** begin PASSAGE TO READ **

The Committee on Civil Liberties, Justice and Home Affairs (LIBE) is a committee of the European Parliament that is responsible for protecting civil liberties and human rights, as listed in the Charter of Fundamental Rights of the European Union.

Its current chair, elected on 10 July 2019, is Juan Fernando López Aguilar, member of the S&D political group.

Responsibilities
Specifically, the committee deals with data protection issues; asylum, migration, and "integrated management of the common borders"; and the EU approach to criminal law", including police and judicial cooperation and terrorism, all while ensuring that the principles of subsidiarity and proportionality are respected. Additionally, it oversees several agencies of the European Union, including the European Monitoring Centre for Drugs and Drug Addiction and the European Union Agency for Fundamental Rights, Europol, Eurojust, the European Police College (Cepol), the European Public Prosecutor’s Office and other such agencies.

However, its purview does not include gender-based discrimination, which is overseen by the Committee on Women's Rights and Gender Equality, and employment discrimination, which is overseen by the Committee on Employment and Social Affairs.

** end PASSAGE TO READ **

§ GOALS
1) Summarize the passage on the European Parliament's civil liberties committee in two sentences.
2) Write a continuation of the passage on the European Parliament's civil liberties committee, picking up after its final sentence.

** begin STORED ROWS **

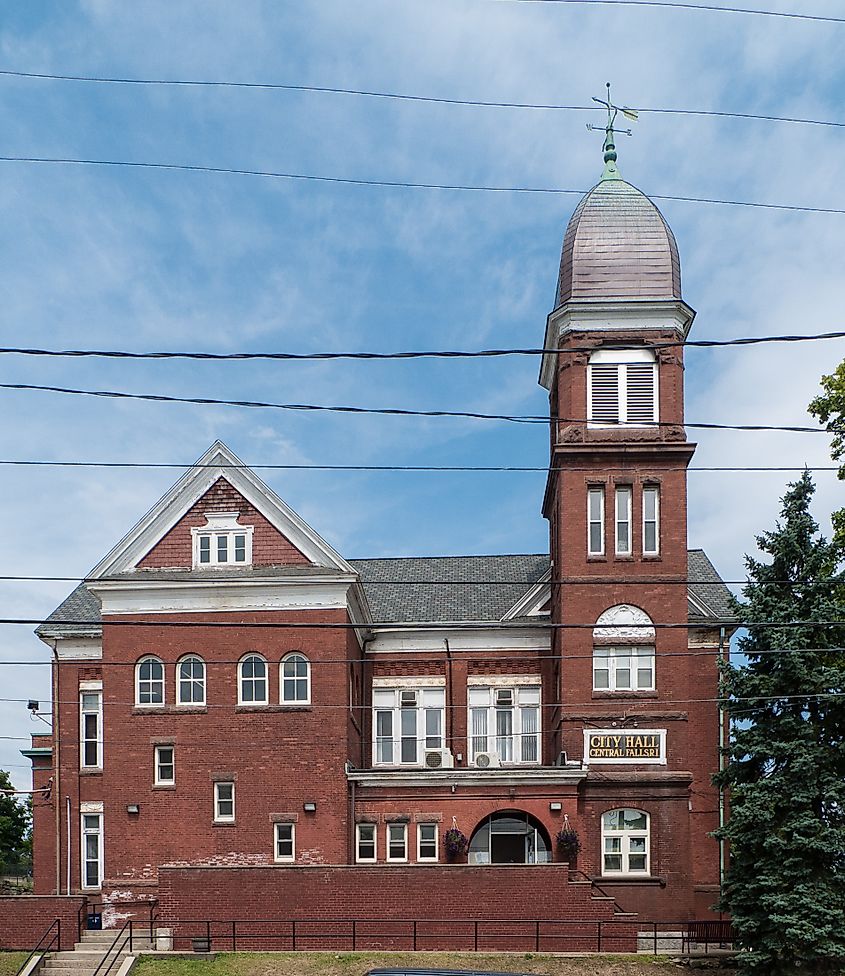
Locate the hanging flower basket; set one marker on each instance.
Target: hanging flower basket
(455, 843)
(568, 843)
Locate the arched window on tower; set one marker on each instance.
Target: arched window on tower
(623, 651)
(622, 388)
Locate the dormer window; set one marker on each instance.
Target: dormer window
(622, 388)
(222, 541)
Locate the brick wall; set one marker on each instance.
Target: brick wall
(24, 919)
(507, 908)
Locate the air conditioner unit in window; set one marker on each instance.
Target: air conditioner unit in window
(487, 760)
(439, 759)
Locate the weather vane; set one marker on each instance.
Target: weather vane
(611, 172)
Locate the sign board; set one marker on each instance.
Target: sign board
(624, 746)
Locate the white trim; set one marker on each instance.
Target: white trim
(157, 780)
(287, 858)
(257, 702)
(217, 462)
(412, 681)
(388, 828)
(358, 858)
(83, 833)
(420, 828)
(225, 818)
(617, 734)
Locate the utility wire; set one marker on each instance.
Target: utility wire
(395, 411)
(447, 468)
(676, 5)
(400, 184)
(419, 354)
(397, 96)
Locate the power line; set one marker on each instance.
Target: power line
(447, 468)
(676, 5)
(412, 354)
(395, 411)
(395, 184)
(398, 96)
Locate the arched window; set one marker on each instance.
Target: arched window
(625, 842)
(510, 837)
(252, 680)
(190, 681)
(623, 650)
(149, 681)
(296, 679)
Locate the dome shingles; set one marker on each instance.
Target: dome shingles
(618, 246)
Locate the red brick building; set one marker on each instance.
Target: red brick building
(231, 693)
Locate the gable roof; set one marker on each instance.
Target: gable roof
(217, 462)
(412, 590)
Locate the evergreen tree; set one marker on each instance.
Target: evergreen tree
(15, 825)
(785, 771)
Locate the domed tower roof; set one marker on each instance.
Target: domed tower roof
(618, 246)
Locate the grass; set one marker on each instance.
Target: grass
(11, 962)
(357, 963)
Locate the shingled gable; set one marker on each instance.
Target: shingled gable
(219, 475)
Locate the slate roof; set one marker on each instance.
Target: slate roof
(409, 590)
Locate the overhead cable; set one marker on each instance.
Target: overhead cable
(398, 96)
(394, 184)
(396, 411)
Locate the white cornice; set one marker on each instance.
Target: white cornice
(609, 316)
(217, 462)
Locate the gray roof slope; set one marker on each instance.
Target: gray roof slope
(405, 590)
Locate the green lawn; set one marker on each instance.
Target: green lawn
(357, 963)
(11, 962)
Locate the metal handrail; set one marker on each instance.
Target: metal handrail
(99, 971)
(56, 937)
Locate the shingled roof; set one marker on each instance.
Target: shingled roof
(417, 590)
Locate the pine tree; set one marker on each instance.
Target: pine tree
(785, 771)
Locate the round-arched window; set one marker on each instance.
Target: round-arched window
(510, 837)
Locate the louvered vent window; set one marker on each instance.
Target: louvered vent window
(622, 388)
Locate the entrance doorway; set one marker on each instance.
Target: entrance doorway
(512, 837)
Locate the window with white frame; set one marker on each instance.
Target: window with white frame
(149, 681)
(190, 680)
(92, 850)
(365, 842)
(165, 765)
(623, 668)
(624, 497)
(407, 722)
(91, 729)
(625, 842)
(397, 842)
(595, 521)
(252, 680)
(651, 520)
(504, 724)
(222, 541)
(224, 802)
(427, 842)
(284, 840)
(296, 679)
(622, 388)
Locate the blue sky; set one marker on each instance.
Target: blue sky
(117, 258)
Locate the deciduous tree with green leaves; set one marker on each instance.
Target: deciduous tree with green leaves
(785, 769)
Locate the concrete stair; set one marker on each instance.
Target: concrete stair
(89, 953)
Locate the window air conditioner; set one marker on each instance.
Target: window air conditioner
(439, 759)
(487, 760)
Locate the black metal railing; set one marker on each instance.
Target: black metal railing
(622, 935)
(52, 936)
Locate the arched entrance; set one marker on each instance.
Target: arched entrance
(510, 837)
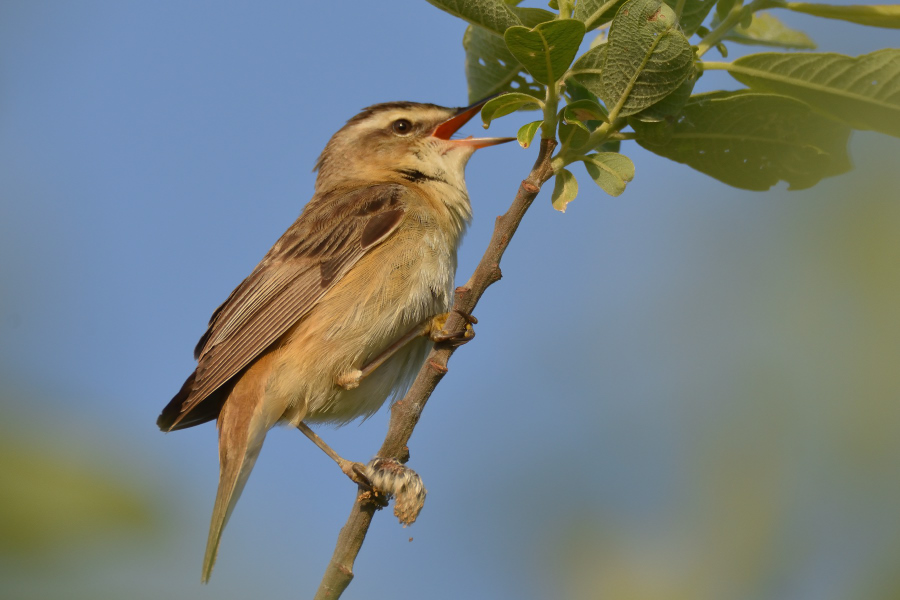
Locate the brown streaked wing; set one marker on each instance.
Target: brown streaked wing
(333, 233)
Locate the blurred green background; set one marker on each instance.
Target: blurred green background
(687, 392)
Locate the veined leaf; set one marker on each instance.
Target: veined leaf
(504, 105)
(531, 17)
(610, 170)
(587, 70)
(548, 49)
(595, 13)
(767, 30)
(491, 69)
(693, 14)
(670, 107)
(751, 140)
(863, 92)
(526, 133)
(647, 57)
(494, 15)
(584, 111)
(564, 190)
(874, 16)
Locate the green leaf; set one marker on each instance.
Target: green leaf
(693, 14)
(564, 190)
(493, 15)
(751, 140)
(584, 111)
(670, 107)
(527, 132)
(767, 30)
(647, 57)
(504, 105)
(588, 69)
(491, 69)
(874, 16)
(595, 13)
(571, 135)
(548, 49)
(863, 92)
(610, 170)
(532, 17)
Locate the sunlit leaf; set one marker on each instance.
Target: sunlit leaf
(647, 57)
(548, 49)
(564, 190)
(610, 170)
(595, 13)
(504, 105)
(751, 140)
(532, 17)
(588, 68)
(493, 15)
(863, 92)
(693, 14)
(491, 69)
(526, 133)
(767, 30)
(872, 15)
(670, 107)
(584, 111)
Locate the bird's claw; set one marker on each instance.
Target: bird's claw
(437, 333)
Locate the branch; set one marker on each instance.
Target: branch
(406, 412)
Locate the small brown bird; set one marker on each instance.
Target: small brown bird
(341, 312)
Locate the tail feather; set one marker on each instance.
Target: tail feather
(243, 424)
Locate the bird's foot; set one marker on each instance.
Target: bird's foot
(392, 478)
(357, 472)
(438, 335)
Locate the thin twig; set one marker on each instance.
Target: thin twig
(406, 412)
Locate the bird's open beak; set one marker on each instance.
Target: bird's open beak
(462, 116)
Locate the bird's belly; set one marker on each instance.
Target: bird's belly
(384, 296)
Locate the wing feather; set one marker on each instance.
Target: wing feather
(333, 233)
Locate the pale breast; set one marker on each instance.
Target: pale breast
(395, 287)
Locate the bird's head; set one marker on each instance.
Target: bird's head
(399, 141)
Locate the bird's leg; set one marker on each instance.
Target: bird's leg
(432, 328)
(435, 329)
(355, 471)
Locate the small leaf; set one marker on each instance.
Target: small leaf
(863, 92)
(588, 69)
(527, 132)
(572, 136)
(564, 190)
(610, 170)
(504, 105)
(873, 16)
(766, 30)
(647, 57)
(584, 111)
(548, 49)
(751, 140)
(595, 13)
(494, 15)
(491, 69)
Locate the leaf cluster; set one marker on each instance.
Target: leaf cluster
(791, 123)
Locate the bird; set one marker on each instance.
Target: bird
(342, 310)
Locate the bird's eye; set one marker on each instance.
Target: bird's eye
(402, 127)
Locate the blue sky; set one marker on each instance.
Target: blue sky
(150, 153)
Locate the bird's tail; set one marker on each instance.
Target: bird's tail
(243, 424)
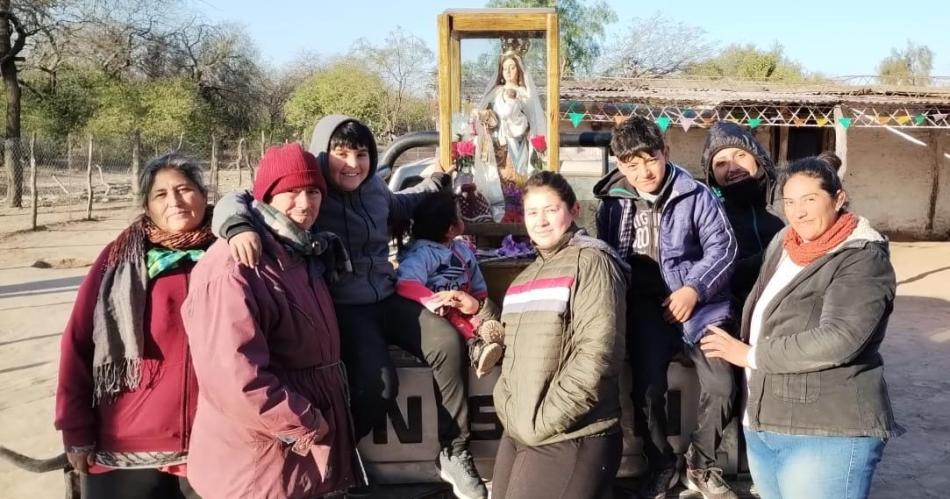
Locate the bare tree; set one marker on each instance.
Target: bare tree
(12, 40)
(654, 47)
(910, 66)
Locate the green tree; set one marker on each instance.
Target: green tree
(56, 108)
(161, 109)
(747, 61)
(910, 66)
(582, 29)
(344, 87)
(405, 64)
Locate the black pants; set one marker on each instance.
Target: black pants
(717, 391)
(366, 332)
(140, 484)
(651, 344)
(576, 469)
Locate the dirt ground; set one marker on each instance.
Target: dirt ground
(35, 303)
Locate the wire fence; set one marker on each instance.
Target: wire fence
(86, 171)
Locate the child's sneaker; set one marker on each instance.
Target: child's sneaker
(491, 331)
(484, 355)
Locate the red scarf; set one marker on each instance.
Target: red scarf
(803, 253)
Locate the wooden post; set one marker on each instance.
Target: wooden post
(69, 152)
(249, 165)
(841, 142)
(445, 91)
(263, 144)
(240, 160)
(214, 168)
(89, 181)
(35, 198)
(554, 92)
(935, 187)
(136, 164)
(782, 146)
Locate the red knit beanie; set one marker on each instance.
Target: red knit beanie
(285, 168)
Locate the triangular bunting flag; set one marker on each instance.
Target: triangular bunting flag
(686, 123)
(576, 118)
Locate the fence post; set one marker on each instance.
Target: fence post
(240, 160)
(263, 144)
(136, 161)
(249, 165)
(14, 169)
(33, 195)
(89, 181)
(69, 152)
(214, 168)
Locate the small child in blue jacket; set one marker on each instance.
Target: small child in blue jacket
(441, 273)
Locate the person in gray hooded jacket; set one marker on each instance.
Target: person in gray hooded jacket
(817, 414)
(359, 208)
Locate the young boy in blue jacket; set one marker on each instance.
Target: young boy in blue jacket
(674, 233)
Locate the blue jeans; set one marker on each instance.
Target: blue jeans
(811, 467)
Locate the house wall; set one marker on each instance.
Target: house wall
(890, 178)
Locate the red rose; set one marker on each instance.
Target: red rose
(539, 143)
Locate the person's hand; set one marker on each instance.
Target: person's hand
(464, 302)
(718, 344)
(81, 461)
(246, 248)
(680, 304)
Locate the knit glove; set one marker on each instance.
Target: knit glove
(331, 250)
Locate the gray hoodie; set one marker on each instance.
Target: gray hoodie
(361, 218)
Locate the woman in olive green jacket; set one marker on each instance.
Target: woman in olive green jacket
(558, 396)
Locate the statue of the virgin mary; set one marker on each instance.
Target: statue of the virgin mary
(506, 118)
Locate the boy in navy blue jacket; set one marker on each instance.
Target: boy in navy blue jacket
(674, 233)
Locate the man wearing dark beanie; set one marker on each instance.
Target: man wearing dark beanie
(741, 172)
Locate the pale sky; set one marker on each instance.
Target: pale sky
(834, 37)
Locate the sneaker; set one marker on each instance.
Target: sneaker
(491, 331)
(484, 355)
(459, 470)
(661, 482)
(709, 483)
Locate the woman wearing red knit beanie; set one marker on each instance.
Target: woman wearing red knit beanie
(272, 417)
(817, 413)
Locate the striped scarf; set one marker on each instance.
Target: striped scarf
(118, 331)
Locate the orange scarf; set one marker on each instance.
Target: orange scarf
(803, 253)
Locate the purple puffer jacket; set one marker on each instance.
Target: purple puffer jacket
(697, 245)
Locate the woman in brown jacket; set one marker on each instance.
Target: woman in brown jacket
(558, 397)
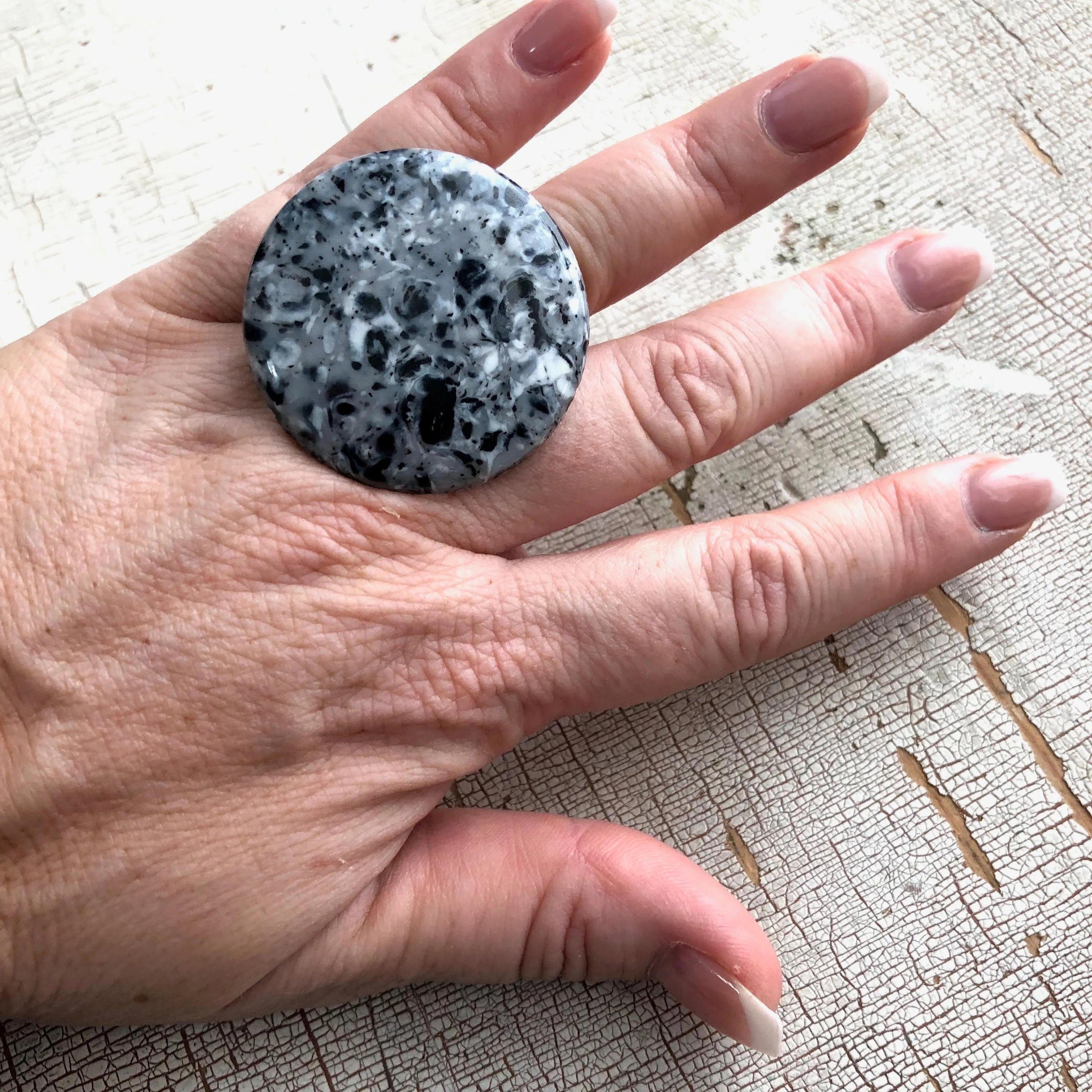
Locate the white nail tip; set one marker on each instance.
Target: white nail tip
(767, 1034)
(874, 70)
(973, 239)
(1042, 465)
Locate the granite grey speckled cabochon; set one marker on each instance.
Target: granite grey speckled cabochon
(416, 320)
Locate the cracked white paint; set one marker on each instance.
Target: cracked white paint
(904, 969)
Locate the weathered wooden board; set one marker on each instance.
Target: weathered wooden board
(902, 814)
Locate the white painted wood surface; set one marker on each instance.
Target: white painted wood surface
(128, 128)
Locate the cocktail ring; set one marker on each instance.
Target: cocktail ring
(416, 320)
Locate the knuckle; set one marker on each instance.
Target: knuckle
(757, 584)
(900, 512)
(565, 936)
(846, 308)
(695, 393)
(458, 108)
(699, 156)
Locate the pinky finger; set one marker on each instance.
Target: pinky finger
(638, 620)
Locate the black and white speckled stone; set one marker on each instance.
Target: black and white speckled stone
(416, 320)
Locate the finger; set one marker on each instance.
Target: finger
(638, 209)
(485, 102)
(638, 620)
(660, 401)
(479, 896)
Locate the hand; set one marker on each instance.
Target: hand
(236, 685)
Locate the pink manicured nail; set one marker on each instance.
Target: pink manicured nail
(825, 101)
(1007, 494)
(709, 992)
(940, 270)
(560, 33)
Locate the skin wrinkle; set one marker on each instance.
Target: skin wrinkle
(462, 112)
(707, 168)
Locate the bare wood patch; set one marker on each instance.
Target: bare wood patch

** end STORED ROWS **

§ TASK RESPONSES
1) The Committee on Civil Liberties, Justice and Home Affairs (LIBE) is a European Parliament committee responsible for protecting the civil liberties and human rights listed in the Charter of Fundamental Rights of the European Union, and it has been chaired since 10 July 2019 by Juan Fernando López Aguilar of the S&D group. It deals with data protection, asylum, migration, border management, and criminal law matters such as police and judicial cooperation and terrorism, and it oversees agencies including Europol and Eurojust, while gender-based and employment discrimination fall to other committees.

2)
Controversy
Udo Voigt, the former leader of the far-right National Democratic Party of Germany (NPD) who has praised Adolf Hitler, joined the committee as a non-attached member in July 2014, sparking outrage from European Parliament President Martin Schulz, the European Jewish Congress, and the European Network Against Racism, among others. Jan Philipp Albrecht, a German Green Party member and vice chair of the committee, expressed doubt about Voigt's ability to significantly influence the legislative process, but he did concede that "his presence could lead the public to question the European Parliament".

See also
 European Commissioner for Justice, Fundamental Rights and Citizenship
 Directorate-General for Justice
 European Commissioner for Home Affairs
 Directorate-General for Home Affairs
 Justice and Home Affairs Council (Council of the European Union)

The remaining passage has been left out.